[BEGIN GIVEN RECORDS]
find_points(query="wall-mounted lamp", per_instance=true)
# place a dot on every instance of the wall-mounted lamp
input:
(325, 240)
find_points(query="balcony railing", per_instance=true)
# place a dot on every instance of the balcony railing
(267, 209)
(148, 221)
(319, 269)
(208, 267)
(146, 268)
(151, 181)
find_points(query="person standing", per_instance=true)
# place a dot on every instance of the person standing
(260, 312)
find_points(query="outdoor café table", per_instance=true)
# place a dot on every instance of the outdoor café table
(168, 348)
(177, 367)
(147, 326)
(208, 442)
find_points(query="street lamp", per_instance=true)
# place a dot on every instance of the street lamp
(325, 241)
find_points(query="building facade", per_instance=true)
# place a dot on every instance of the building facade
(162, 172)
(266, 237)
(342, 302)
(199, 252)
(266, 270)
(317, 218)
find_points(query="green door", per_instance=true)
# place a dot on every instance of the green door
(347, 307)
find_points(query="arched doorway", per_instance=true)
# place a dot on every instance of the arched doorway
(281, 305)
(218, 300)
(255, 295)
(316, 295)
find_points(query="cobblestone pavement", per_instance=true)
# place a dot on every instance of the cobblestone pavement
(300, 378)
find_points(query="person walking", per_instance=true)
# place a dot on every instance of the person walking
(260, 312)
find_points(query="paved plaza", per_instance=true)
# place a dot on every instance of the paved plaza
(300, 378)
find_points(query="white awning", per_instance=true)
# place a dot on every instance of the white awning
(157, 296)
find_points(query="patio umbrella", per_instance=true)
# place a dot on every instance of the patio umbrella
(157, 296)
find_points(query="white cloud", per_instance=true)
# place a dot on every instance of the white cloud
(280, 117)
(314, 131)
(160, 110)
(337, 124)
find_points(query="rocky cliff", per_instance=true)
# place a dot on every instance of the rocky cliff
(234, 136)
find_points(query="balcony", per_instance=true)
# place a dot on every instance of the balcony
[END GIVEN RECORDS]
- _YOUR TASK_
Each entry above is to be printed again exactly.

- _EXERCISE RESULT_
find_points(query="wall-mounted lamp", per_instance=true)
# place a dot on every instance of the wall-mounted lamp
input:
(325, 240)
find_points(query="balcony railing", per_instance=true)
# place a dot on every instance of the balcony railing
(267, 209)
(148, 221)
(319, 269)
(208, 267)
(146, 268)
(151, 181)
find_points(query="person standing", per_instance=true)
# place a dot on every instance of the person standing
(260, 312)
find_points(query="outdoor café table", per_instance=true)
# place a dot on every instance of the outdoor café table
(168, 348)
(177, 367)
(147, 326)
(208, 442)
find_points(query="street lamp", per_instance=true)
# place a dot on every instance of the street lamp
(325, 241)
find_points(query="building facade", per_instance=true)
# place a dot on every instance of the building facade
(162, 172)
(266, 237)
(342, 302)
(199, 252)
(266, 270)
(317, 218)
find_points(query="green door", per_instance=true)
# place a dot on every instance of the green door
(347, 307)
find_points(query="arched doorway", per_instance=true)
# place a dot on every instance of the arched doorway
(281, 305)
(218, 300)
(255, 295)
(316, 295)
find_points(query="cobblestone pavement", per_instance=true)
# place a dot on every instance of the cobblestone pavement
(300, 378)
find_points(query="person walking", per_instance=true)
# place a dot on every instance of the person walking
(260, 312)
find_points(query="paved plaza", per_instance=true)
# place a dot on every instance of the paved plaza
(300, 378)
find_points(query="white awning", per_instance=true)
# place a dot on every instance of the white awning
(157, 296)
find_points(query="patio umbrella", per_instance=true)
# place a dot on every instance of the patio umbrella
(157, 296)
find_points(query="white cloud", per_instance=true)
# place a dot on every instance of the white cloud
(280, 117)
(314, 131)
(160, 110)
(337, 124)
find_points(query="rocky cliff", per_instance=true)
# place a dot on every instance of the rocky cliff
(234, 136)
find_points(query="balcony", per_instance=true)
# place a dot on every instance of the balcony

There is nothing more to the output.